## begin

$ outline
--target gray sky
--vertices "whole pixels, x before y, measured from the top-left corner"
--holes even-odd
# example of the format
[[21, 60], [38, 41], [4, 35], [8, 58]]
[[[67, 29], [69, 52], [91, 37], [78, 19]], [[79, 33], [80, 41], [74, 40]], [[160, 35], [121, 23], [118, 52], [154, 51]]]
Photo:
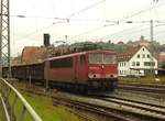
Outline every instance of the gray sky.
[[154, 40], [164, 44], [165, 0], [153, 1], [11, 0], [11, 54], [18, 55], [25, 45], [42, 45], [43, 33], [51, 34], [52, 43], [65, 40], [65, 35], [67, 43], [128, 42], [141, 35], [150, 40], [150, 20], [160, 20], [154, 22]]

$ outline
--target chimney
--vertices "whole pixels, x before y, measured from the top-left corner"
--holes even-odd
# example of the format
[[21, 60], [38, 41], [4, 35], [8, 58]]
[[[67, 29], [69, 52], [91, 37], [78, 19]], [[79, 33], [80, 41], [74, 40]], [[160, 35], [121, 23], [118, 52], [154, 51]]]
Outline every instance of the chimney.
[[50, 34], [44, 34], [44, 46], [50, 46]]

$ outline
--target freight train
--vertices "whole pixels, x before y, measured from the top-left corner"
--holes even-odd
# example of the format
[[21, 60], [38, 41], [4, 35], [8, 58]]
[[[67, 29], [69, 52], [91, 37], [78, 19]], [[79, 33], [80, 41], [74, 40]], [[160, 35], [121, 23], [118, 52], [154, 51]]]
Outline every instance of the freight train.
[[[7, 76], [7, 67], [2, 68]], [[65, 88], [113, 90], [118, 84], [117, 53], [94, 50], [46, 58], [43, 62], [14, 65], [12, 77], [48, 81]]]

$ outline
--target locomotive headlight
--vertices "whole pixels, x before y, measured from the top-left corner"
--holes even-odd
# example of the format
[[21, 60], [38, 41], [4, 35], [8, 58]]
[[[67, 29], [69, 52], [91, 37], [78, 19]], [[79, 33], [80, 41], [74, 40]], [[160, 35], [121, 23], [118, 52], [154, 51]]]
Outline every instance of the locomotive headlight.
[[117, 78], [118, 76], [117, 75], [113, 75], [113, 74], [107, 74], [106, 75], [106, 78]]

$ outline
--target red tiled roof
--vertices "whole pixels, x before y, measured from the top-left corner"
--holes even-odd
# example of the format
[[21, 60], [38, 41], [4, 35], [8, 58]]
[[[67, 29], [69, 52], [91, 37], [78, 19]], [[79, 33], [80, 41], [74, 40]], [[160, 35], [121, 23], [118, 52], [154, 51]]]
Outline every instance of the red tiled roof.
[[118, 61], [129, 61], [142, 46], [129, 46], [122, 53], [118, 53]]

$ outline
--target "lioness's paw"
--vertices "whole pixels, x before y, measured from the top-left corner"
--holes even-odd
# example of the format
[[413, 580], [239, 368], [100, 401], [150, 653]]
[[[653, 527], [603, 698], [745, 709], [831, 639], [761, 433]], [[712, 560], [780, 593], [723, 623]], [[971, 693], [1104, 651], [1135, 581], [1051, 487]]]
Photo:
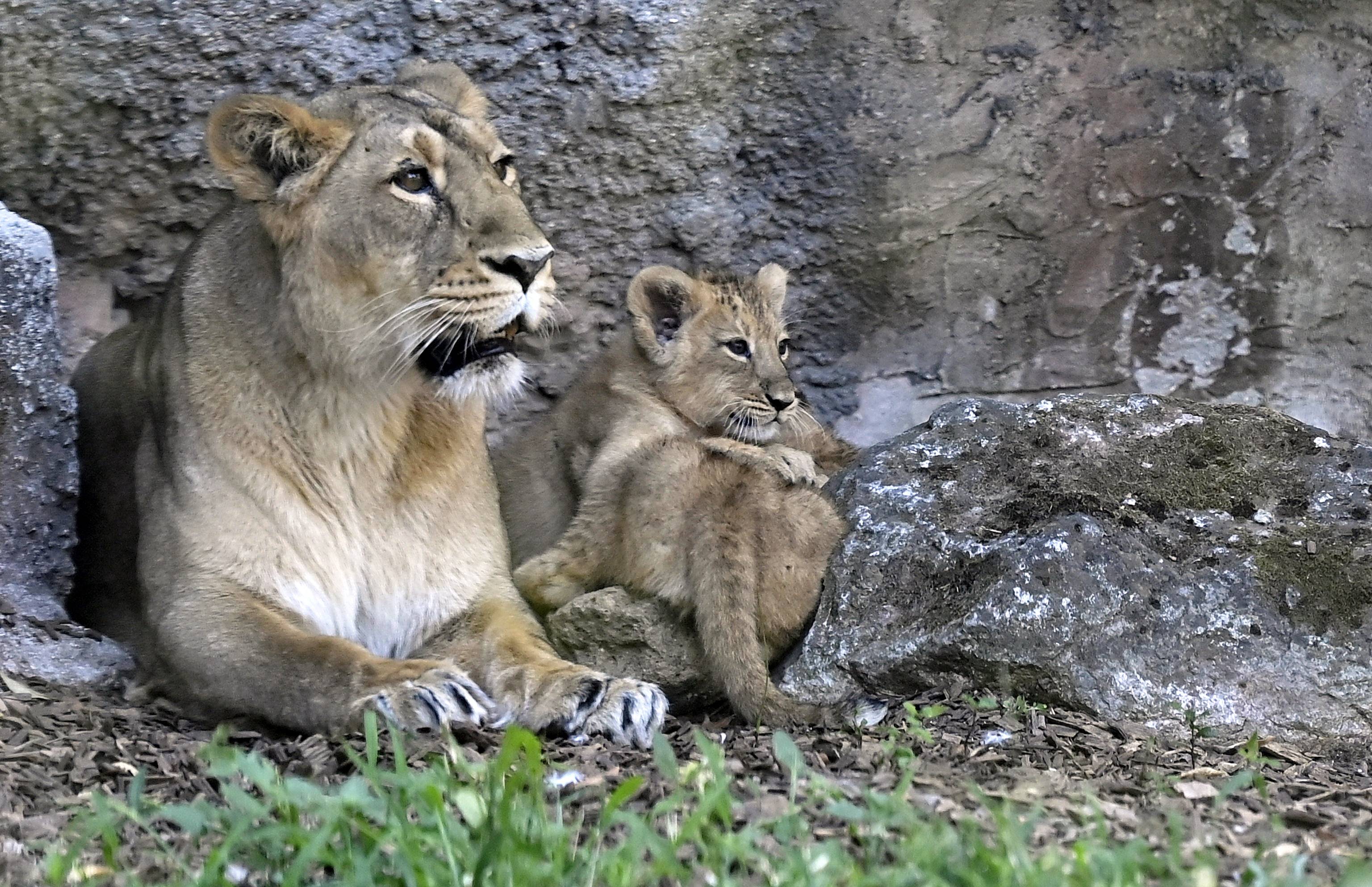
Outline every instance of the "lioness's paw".
[[663, 729], [667, 696], [656, 684], [632, 678], [583, 673], [547, 699], [536, 729], [564, 733], [573, 743], [605, 736], [613, 743], [652, 748], [653, 733]]
[[412, 733], [454, 726], [504, 726], [509, 717], [460, 669], [429, 669], [358, 703]]

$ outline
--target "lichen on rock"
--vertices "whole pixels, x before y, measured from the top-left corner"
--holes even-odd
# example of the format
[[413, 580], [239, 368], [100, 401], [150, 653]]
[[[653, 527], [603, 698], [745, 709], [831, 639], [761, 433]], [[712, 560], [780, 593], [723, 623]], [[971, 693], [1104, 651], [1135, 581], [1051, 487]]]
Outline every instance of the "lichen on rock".
[[948, 405], [834, 481], [852, 531], [782, 685], [1367, 737], [1369, 485], [1372, 448], [1261, 408]]

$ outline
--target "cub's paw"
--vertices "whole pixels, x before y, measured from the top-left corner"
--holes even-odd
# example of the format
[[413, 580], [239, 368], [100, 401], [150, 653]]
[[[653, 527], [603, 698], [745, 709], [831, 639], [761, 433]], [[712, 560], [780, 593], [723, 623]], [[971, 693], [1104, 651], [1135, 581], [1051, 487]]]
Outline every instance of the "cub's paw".
[[550, 688], [530, 726], [565, 735], [573, 743], [605, 736], [613, 743], [652, 748], [663, 729], [667, 696], [656, 684], [595, 671], [568, 676]]
[[514, 588], [534, 612], [547, 615], [586, 588], [568, 570], [567, 559], [557, 549], [543, 552], [514, 570]]
[[829, 481], [815, 465], [815, 457], [804, 450], [782, 444], [768, 444], [763, 450], [767, 453], [767, 467], [786, 483], [822, 486]]
[[412, 733], [454, 726], [505, 726], [509, 717], [465, 671], [438, 667], [399, 681], [358, 700]]

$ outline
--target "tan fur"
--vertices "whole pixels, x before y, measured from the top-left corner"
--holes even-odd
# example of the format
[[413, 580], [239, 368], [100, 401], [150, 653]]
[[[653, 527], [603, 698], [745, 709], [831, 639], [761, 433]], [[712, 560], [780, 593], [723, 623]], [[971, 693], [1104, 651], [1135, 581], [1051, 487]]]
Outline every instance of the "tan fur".
[[[845, 530], [814, 485], [856, 450], [796, 401], [785, 295], [775, 265], [641, 272], [626, 335], [495, 465], [535, 610], [609, 584], [649, 592], [694, 617], [742, 717], [825, 722], [837, 714], [781, 695], [768, 665], [799, 638]], [[738, 339], [746, 357], [726, 345]]]
[[239, 199], [77, 371], [71, 610], [204, 717], [661, 725], [656, 687], [558, 659], [510, 582], [483, 428], [519, 360], [447, 362], [553, 288], [484, 107], [443, 65], [225, 102], [207, 143]]

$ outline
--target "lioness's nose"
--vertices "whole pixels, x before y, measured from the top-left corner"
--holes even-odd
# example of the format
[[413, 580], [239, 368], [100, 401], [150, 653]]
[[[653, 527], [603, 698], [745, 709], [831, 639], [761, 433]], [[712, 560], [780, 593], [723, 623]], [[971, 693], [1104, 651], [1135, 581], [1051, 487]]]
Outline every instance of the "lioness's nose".
[[483, 255], [482, 264], [498, 275], [514, 277], [521, 290], [528, 292], [530, 286], [543, 265], [553, 258], [553, 247], [545, 246], [538, 250], [520, 250], [505, 255]]

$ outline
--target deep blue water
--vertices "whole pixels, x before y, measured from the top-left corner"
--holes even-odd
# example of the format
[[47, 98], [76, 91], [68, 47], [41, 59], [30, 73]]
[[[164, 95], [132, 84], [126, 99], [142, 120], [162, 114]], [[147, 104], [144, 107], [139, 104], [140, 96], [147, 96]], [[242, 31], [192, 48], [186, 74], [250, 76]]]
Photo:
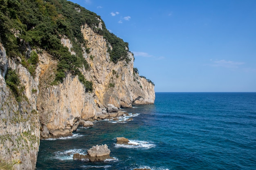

## end

> What the task asks:
Copy the data above from its start through the line containing "[[50, 34], [44, 34], [44, 46], [50, 46]]", requests included, adding 72 to every polygon coordinate in the answers. Leave out the pictures.

> Answer to this problem:
$ outline
--target gray sky
--vertices "whole pixels, x before y, measured from the top-left corner"
--holes even-odd
# example of the format
[[21, 60], [38, 41], [4, 35], [8, 58]]
[[[67, 29], [69, 52], [91, 37], [78, 19]], [[79, 33], [80, 41], [74, 40]], [[160, 35], [121, 23], [118, 52], [154, 51]]]
Photo:
Outline every instance of the gray sky.
[[226, 112], [236, 116], [237, 72], [225, 73], [83, 72], [83, 126], [90, 127], [97, 117], [114, 117], [115, 105], [123, 106], [124, 115], [137, 112], [137, 107], [139, 115], [200, 114], [213, 107], [222, 112], [222, 92], [232, 92], [226, 94]]

$ outline
--target chimney
--vertices "whole pixels, x before y, measured from the top-left corner"
--holes even-odd
# example of the format
[[21, 60], [38, 41], [4, 35], [8, 58]]
[[[67, 29], [69, 52], [91, 37], [78, 19]], [[79, 33], [80, 41], [74, 40]], [[160, 35], [121, 23], [118, 52], [154, 51]]]
Outline every instance of the chimney.
[[122, 106], [116, 106], [116, 118], [122, 118]]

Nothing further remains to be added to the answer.